Action item -
Filter the records for lines holding the string "query".

Working data -
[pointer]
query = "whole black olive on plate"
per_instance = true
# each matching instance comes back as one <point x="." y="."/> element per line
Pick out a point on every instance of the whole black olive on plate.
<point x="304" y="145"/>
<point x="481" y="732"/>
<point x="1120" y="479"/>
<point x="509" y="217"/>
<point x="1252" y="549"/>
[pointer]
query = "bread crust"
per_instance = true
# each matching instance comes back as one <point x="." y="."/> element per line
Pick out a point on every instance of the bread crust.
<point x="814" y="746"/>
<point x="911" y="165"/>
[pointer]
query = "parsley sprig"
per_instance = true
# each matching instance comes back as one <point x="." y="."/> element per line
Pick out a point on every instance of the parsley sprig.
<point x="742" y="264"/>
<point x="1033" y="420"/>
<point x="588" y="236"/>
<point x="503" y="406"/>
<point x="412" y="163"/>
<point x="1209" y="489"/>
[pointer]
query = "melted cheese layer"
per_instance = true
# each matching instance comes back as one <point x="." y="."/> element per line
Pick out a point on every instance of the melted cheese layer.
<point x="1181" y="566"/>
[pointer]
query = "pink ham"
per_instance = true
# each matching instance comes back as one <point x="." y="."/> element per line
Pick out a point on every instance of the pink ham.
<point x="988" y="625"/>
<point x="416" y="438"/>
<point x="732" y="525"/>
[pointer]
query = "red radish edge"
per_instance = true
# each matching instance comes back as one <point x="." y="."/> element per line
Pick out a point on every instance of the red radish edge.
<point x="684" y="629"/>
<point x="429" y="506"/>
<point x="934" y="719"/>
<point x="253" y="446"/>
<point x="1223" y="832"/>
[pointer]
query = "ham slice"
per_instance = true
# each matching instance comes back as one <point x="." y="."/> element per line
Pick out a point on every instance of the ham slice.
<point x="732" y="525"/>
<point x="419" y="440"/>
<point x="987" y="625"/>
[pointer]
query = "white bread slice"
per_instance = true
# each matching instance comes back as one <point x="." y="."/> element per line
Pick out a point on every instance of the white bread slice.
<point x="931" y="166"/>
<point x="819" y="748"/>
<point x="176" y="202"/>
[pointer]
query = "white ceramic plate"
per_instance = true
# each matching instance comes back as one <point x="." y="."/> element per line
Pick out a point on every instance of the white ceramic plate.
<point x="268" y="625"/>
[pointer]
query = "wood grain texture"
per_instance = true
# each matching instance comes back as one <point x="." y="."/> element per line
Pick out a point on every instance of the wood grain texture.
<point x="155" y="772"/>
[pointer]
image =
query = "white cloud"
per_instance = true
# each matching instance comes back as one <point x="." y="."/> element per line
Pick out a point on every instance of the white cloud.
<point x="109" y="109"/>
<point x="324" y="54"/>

Answer space -
query = "whole black olive on plate"
query = "bread crust"
query = "parsley sprig"
query = "melted cheese layer"
query = "pink ham"
query = "red radish edge"
query = "ham slice"
query = "white bread slice"
query = "white ceramic plate"
query = "wood grain texture"
query = "white cloud"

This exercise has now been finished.